Dataset entries:
########################################

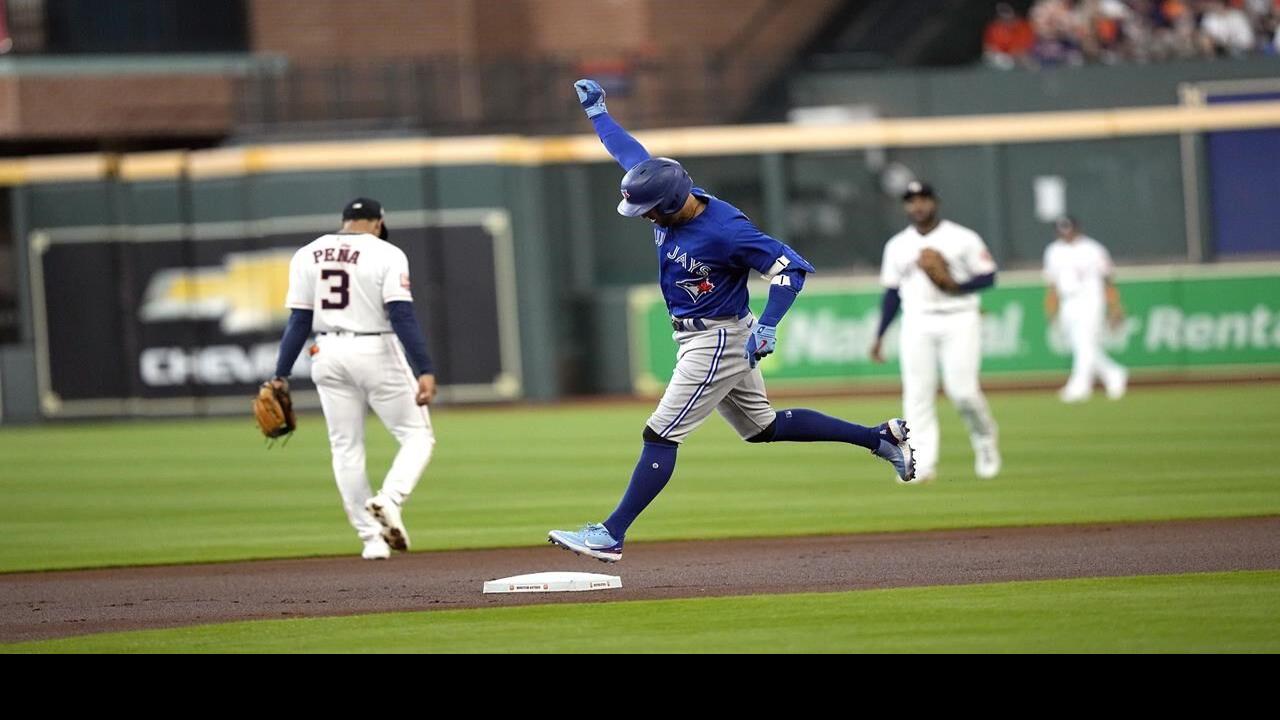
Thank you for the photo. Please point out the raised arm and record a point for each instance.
(625, 149)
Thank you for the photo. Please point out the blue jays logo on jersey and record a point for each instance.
(696, 287)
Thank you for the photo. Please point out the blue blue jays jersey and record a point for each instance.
(703, 265)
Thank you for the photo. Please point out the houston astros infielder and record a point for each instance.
(1078, 270)
(353, 288)
(940, 326)
(705, 251)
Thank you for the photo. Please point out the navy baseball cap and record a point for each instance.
(366, 209)
(917, 188)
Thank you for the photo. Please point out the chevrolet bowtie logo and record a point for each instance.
(246, 292)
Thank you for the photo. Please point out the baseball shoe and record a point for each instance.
(593, 541)
(387, 511)
(986, 459)
(376, 548)
(895, 449)
(1116, 383)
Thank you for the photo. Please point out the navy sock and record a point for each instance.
(810, 425)
(657, 461)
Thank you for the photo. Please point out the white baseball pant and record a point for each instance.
(353, 372)
(950, 340)
(1082, 322)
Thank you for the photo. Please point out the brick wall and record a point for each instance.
(62, 108)
(320, 31)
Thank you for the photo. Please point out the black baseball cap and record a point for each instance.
(366, 209)
(918, 188)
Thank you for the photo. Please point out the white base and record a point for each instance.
(553, 582)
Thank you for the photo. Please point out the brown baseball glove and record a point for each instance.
(273, 409)
(936, 267)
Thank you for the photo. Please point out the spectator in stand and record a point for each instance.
(1226, 31)
(1057, 33)
(1009, 40)
(1105, 33)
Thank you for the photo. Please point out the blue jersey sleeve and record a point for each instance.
(625, 149)
(764, 254)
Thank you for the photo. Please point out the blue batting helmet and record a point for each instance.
(657, 183)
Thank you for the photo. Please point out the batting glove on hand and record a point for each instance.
(592, 96)
(762, 342)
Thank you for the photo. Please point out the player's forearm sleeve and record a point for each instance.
(401, 315)
(978, 282)
(781, 297)
(888, 309)
(625, 149)
(296, 332)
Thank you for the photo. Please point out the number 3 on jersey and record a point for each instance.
(341, 288)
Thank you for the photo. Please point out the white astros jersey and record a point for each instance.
(347, 279)
(967, 256)
(1078, 269)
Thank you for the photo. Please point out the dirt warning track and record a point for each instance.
(48, 605)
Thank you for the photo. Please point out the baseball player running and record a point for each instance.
(705, 250)
(352, 288)
(933, 270)
(1078, 270)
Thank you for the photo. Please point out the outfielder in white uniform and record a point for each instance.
(1078, 270)
(941, 326)
(352, 287)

########################################

→ Brief:
Rewrite the records above as a two-column CSV with the header `request,points`. Make one row per request, with its text and its answer each in a single quoted field, line breaks replaced by spaces, and no pictures.

→ Task answer:
request,points
"Thank you for the photo. Please point out the raised arm and record a point for each instance.","(625, 149)"
"Thank you for the photo. Please point out the blue jays logo on jersey and record a point for each instance.","(696, 287)"
"Thank you for the photo. Please point out the blue blue jays jersey and record a point for each instance.","(703, 265)"
"Thank you for the photo. Please point out the houston astros infielder and record a point for each instance.","(1078, 270) (353, 288) (940, 326) (705, 251)"
"Thank you for the photo. Please point out the navy baseball cap and record a point for each instance.","(366, 209) (917, 188)"
"Thank you for the photo. Please point out the chevrolet bowtie logo and record a point for each instance.","(246, 292)"
"Thank you for the photo. Please point out the baseball shoe and record a point for each instance.","(593, 541) (387, 511) (986, 459) (376, 548) (895, 449) (1116, 383)"
"Thank you for the photo. Please point out the navy sock and record a point for each instance.","(810, 425) (657, 461)"
"Thank you for the photo. Please point out the white baseball pant and record a point for each instance.","(353, 372) (950, 340) (1082, 322)"
"Thank you for the photo. Please point out the brick wall and record a point for each instance.","(62, 108) (320, 31)"
"Thank you for the photo. Please point out the black baseball cap and record a point for each instance.","(366, 209) (918, 188)"
"Thank you for the photo. Please point out the white base and record a point for each instance.","(553, 582)"
"Thank you for the photo. Please point out the brown baseball glove and record a point for each instance.","(273, 409) (936, 267)"
"Thank you for the photo. Please point out the spectator in stand and record a point for each instance.","(1226, 31) (1057, 33) (1009, 40) (1105, 33)"
"Thank you for the photo. Please point out the blue jersey sleeve and record a point for each instance.","(625, 149) (764, 254)"
"Thank you for the photo. Please point out the blue batting helmet and record a point for each instance.","(657, 183)"
"Thank you for the photo. Please point out the batting glove on hand and record a point for each instance.","(592, 96) (762, 342)"
"Thank you for the photo. Please point out the player's forearm sleeve and record a point for each instance.","(401, 315) (978, 282) (781, 297) (888, 309) (625, 149) (296, 332)"
"Thank you for the photo. Please point out the number 3 on jersey and record a point for each instance.","(341, 288)"
"Thank you for the photo. Please point out the white astros jersey and record a point for each instance.","(347, 279) (967, 256) (1078, 269)"
"Thank you for the photo. Please point out the dirt warning track and record a point for each instance.","(48, 605)"
"Thank you for the photo. Please point out the baseball player running and record a point for each instance.","(705, 250) (352, 288) (933, 270) (1078, 270)"
"Thank you for the photo. Please point out the outfielder in white uniform and record a point for each instance.","(1078, 270) (941, 326) (352, 287)"